• _What the task requires_: Each line of the data has to be written out again exactly as shown.

-----

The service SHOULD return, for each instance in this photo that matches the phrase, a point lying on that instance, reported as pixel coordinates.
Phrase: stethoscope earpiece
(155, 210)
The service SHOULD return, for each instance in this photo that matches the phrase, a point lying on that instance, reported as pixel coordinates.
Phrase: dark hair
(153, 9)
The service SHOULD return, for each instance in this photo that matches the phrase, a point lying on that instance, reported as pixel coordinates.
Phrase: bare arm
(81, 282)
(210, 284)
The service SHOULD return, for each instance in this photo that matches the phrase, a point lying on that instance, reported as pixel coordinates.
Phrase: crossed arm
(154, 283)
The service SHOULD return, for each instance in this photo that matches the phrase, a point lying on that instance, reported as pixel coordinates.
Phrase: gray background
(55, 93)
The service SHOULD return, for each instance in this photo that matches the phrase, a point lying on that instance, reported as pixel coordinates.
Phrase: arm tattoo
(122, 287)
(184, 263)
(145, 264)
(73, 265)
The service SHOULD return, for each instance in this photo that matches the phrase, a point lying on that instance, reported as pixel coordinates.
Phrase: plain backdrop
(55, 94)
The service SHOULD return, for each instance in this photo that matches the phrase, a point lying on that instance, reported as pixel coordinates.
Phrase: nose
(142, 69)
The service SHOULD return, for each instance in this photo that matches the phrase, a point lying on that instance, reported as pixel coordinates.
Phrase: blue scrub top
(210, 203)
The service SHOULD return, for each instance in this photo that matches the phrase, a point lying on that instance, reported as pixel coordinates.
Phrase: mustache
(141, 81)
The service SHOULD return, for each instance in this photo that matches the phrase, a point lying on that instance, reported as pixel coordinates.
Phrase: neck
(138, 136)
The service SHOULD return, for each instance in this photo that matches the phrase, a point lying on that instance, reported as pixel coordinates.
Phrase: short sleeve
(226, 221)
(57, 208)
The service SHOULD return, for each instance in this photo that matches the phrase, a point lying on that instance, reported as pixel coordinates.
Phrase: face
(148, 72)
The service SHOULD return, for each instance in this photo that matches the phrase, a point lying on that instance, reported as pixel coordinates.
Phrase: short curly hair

-----

• _Completed task_:
The service SHOULD return, for each instance in this photo that matches the phrase, a point lying on that instance, reported as pixel coordinates.
Phrase: stethoscope earpiece
(155, 210)
The service SHOULD return, for each instance in this photo that matches the phrase, a point lying on that instance, reported as pixel coordinates.
Phrase: dark hair
(153, 9)
The service SHOULD return, for each instance in this photo that matches the phrase, a point lying on that instance, reported as pixel coordinates.
Phrase: bare arm
(81, 282)
(210, 284)
The service SHOULD return, for each instance in this photo that matches the phrase, a point lying on that instance, reported as pixel coordinates.
Phrase: crossed arm
(154, 283)
The service SHOULD return, for each instance in this photo that matches the phrase, a point lying on that instance, reported as pixel coordinates.
Phrase: gray background
(55, 93)
The service SHOULD return, for each instance in this photo that matches the phrase, a point lying on that instance, reported as pixel coordinates.
Phrase: arm tattoo
(122, 287)
(184, 263)
(145, 264)
(73, 265)
The service SHOULD return, for each instance in this photo that matches the phrase, a point lying on that instance, reported as pixel coordinates.
Phrase: plain backdrop
(55, 94)
The service SHOULD return, for each instance in this photo that matches the phrase, a point lying on that instance, reported as pixel coordinates.
Phrase: nose
(142, 69)
The service SHOULD return, for each instance in this photo that matches the phrase, a point lying on that instance, reported as pixel coordinates.
Phrase: blue scrub top
(210, 203)
The service SHOULD return, for each instance in this photo that matches the phrase, a point lying on that instance, reported as pixel coordinates.
Phrase: mustache
(141, 81)
The service SHOULD return, for each instance in this photo that matches the phrase, a point lying on that instance, reported as pixel coordinates.
Phrase: neck
(138, 136)
The service SHOULD return, for each instance in this photo that matches the phrase, a point lying on that instance, reported as pixel coordinates.
Phrase: short sleeve
(226, 221)
(57, 208)
The service SHOULD return, for each instance in this photo that matches the phrase, a point lying on that instance, reported as pixel coordinates.
Phrase: face
(148, 72)
The service SHOULD return, for each instance in this photo that matches the phrase, a point lying on that instance, reported as pixel coordinates.
Phrase: short curly hair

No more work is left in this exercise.